Le ruban blanc, symbole de pureté, était celui que l’on attachait au bras des enfants reconnus coupables de péché, et aussi celui qui entravait dans leur lit la nuit les adolescents convaincus de masturbation. Cela se passait en 1913 en Allemagne, dans un village profondément luthérien, dominé par la figure d’un pasteur intransigeant et, naturellement, celle du baron propriétaire d’une grande partie des terres.

Le poids de la religion est écrasant. L’image de Dieu se superpose à des figures paternelles d’un autocratisme terrifiant. Les punitions corporelles sont courantes, les relations sexuelles hors mariage sont impensables, prendre un enfant dans les bras serait faire preuve de faiblesse.

Qui a tendu le fil de fer qui a provoqué la chute de cheval du docteur ? Qui a infligé des sévices au fils du Baron ? Qui a brûlé la grange ? Qui a torturé l’enfant handicapé mental ? Une petite fille prétend avoir des rêves prémonitoires. Que sait-elle ? Qui l’a mise au courant des plans pour accomplir ces vilénies ? La peur et la haine rôdent et accouchent d’actions monstrueuses.

(Extrait d'un fichier de données)
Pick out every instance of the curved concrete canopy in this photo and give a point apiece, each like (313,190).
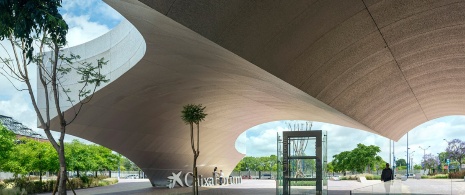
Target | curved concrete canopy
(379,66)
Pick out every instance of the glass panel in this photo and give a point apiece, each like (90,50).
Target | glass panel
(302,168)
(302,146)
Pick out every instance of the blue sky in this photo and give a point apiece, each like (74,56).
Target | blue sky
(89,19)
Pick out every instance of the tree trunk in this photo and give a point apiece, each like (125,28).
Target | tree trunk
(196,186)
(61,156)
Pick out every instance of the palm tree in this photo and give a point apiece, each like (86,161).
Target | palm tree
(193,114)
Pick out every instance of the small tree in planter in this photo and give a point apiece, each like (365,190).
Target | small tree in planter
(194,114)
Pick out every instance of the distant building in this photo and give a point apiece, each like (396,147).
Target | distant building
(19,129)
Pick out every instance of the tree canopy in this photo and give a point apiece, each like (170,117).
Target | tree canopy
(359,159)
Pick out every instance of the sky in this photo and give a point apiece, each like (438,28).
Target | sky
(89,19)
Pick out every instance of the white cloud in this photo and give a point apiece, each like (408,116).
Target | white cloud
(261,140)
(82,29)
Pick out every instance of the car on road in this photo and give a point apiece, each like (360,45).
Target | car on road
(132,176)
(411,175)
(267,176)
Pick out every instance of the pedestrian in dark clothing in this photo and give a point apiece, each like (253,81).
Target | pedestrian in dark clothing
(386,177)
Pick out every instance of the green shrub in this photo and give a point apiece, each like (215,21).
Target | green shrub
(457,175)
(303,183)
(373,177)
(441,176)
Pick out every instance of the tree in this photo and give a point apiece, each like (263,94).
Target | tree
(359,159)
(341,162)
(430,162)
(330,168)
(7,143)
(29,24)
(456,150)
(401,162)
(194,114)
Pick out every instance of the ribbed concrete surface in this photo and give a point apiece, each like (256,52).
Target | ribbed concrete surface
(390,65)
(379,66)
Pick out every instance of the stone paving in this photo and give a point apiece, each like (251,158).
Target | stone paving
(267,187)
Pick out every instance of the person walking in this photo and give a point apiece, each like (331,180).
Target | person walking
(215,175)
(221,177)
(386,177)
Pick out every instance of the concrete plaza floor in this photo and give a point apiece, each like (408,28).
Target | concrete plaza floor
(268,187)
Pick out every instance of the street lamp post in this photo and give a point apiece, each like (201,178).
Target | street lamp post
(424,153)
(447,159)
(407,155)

Consigne de l'exercice ▸ Recopiez mot pour mot, s'il vous plaît, la partie du texte sur le ruban blanc comprise entre « Le ruban blanc, symbole » et « preuve de faiblesse. », ces deux passages inclus.

La réponse ▸
Le ruban blanc, symbole de pureté, était celui que l’on attachait au bras des enfants reconnus coupables de péché, et aussi celui qui entravait dans leur lit la nuit les adolescents convaincus de masturbation. Cela se passait en 1913 en Allemagne, dans un village profondément luthérien, dominé par la figure d’un pasteur intransigeant et, naturellement, celle du baron propriétaire d’une grande partie des terres.

Le poids de la religion est écrasant. L’image de Dieu se superpose à des figures paternelles d’un autocratisme terrifiant. Les punitions corporelles sont courantes, les relations sexuelles hors mariage sont impensables, prendre un enfant dans les bras serait faire preuve de faiblesse.